## [Items]
--- --- ---

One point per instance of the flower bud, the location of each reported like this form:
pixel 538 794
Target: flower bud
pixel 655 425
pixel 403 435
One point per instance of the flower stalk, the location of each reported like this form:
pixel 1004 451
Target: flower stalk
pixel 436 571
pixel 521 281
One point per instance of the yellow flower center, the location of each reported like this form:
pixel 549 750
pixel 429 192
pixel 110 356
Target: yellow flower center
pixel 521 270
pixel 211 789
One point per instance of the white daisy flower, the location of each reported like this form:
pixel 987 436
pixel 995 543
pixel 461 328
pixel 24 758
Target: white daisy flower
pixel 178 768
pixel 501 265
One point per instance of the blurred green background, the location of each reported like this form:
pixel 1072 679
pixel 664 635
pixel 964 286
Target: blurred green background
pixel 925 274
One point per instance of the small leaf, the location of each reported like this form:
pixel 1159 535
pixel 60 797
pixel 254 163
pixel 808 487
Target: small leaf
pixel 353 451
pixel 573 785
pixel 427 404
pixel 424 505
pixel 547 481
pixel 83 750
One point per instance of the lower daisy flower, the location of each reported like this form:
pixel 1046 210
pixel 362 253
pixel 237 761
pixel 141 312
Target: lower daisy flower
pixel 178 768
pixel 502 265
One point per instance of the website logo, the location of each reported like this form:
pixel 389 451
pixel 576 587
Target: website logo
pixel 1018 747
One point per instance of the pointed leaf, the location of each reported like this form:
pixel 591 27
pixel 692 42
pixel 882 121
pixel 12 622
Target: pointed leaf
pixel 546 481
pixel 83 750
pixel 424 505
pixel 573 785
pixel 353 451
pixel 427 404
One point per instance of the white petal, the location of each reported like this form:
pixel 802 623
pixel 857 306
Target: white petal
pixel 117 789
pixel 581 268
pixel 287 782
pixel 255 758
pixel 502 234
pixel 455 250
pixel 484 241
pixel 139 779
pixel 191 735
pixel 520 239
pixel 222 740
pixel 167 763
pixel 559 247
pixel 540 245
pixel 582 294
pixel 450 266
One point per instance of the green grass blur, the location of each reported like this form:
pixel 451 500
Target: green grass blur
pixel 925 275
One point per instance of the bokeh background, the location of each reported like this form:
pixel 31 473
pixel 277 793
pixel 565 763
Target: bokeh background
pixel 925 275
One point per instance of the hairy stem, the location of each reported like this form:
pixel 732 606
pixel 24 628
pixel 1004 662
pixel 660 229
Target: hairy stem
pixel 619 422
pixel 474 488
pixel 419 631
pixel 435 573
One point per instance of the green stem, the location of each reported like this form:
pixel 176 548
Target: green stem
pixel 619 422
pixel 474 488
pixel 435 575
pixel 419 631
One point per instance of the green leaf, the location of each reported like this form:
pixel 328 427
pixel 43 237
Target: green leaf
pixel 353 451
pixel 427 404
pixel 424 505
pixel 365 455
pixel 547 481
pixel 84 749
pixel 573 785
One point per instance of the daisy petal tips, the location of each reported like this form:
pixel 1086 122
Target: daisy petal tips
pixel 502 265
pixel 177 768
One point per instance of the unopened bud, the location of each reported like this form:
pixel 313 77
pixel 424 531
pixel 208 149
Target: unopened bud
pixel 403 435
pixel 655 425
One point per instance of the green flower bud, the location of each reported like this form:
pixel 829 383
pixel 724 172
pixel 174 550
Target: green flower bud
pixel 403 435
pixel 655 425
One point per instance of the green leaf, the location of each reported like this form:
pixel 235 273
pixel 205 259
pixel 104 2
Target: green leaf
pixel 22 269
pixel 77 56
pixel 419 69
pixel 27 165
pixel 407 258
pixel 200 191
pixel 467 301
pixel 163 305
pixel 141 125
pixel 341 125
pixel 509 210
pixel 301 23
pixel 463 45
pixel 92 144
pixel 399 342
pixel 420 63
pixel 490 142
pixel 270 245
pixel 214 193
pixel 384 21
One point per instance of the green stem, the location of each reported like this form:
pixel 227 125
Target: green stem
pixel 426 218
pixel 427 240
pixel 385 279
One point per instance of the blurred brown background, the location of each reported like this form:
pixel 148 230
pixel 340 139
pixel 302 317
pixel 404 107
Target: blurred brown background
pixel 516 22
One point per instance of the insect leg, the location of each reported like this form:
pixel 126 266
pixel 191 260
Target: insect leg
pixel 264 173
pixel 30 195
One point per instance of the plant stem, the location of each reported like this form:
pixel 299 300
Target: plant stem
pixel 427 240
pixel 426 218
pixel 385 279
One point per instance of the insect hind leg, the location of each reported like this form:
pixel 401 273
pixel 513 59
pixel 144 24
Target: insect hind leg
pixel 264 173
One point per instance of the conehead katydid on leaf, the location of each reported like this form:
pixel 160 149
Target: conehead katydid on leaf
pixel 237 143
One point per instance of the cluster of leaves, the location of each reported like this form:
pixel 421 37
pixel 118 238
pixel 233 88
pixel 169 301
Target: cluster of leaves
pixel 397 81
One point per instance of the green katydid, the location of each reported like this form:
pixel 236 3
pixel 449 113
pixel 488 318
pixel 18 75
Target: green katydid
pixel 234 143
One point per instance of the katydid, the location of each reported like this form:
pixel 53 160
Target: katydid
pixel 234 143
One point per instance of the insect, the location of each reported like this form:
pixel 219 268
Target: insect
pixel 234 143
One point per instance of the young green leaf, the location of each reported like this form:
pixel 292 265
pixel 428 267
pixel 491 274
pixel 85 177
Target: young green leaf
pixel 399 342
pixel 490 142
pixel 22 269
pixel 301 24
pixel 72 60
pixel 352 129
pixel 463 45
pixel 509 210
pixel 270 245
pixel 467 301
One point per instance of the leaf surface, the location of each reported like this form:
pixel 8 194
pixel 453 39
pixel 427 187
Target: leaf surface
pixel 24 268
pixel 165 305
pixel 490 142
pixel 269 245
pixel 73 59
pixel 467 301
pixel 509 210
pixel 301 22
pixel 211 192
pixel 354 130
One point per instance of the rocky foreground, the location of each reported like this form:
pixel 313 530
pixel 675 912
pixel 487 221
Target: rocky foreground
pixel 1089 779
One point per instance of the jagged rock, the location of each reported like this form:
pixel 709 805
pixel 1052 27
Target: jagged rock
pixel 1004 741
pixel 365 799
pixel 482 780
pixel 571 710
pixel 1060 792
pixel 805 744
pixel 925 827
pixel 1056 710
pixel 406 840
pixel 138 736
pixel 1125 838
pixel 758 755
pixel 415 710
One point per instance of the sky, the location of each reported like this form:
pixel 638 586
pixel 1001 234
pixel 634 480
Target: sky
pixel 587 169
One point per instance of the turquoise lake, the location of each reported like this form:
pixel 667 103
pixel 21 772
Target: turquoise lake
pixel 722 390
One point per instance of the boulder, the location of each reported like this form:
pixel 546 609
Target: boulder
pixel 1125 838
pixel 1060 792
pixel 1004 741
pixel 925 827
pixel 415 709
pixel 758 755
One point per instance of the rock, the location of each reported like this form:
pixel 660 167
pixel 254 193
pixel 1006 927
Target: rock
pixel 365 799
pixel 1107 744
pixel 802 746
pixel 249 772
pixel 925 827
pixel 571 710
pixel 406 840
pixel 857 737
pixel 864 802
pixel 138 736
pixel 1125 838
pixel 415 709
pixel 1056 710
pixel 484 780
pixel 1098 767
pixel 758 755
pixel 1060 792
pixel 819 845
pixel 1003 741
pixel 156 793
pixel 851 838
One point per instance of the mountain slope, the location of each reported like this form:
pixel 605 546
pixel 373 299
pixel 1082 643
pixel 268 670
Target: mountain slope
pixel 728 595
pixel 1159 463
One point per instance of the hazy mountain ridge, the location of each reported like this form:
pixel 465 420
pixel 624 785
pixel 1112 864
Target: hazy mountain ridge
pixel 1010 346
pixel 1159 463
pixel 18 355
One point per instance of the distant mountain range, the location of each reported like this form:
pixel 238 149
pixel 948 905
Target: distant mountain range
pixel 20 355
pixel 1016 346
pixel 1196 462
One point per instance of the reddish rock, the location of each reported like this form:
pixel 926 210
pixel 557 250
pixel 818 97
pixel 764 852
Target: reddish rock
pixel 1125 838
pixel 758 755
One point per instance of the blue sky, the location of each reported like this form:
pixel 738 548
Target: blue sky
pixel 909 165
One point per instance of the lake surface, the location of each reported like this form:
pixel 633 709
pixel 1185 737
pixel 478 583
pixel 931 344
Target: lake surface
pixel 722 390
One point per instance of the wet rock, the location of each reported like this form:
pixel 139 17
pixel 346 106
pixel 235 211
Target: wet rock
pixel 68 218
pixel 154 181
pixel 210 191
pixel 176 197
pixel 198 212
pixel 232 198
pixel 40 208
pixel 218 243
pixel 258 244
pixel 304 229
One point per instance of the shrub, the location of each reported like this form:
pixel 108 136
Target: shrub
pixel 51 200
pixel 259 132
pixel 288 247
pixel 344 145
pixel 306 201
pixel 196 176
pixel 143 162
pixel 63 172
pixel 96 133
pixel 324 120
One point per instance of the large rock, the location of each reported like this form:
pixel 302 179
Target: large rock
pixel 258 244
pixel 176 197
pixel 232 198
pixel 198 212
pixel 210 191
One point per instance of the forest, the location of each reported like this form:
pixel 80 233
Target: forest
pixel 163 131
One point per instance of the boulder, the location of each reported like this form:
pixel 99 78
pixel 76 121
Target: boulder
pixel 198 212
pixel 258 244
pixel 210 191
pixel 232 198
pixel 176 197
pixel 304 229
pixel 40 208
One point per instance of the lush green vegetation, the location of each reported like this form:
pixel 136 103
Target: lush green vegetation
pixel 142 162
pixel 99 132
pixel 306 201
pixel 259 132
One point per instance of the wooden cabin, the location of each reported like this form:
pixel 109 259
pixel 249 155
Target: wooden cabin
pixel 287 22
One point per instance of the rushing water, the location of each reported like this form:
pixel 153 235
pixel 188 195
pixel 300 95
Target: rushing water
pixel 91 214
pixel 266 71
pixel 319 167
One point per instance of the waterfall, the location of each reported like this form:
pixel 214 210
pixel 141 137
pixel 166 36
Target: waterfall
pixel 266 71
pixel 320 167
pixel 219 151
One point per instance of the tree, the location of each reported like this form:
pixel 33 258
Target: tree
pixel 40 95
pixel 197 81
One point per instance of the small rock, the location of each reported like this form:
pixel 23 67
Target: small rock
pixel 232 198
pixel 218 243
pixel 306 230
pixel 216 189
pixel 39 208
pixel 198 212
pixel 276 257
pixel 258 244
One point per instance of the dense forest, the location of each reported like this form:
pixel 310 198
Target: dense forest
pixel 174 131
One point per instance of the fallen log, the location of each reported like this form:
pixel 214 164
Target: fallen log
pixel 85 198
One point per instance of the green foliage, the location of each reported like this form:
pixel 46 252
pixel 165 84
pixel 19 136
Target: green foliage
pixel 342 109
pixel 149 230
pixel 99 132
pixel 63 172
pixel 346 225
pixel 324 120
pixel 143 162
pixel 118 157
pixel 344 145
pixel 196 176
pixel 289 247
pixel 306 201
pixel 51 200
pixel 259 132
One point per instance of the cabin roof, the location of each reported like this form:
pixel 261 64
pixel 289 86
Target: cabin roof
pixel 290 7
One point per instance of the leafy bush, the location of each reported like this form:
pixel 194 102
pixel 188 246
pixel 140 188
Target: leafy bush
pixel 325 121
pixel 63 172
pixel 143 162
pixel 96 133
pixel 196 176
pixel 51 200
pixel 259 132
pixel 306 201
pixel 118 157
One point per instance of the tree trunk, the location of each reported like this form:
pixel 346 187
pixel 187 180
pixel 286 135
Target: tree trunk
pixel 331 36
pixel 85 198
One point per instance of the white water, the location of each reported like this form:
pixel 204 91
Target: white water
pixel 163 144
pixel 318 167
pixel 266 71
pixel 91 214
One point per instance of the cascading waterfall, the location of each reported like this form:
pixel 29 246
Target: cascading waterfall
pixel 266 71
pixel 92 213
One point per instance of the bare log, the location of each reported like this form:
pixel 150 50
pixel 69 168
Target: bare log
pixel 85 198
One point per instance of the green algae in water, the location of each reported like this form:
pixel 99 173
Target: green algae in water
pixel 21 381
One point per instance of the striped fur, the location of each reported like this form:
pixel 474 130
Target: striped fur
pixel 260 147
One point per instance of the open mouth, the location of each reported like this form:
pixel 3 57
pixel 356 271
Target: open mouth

--- --- ---

## [Instructions for the task]
Locate "One point per instance of the cascading" in the material, then quote the line that contains it and all lines after it through the final one.

## [Written response]
One point per instance of the cascading waterfall, the location of each reported like this form:
pixel 29 246
Target: cascading waterfall
pixel 266 71
pixel 92 213
One point per instance of the bare log, the location of each reported like this form:
pixel 150 50
pixel 69 168
Target: bare log
pixel 85 198
One point per instance of the green algae in water, the location of each reported like this form:
pixel 99 173
Target: green algae in water
pixel 21 381
One point per instance of the striped fur, the location of each reported like this form:
pixel 474 130
Target: striped fur
pixel 260 147
One point per instance of the open mouth, the location of each reported like this form:
pixel 3 57
pixel 356 271
Target: open mouth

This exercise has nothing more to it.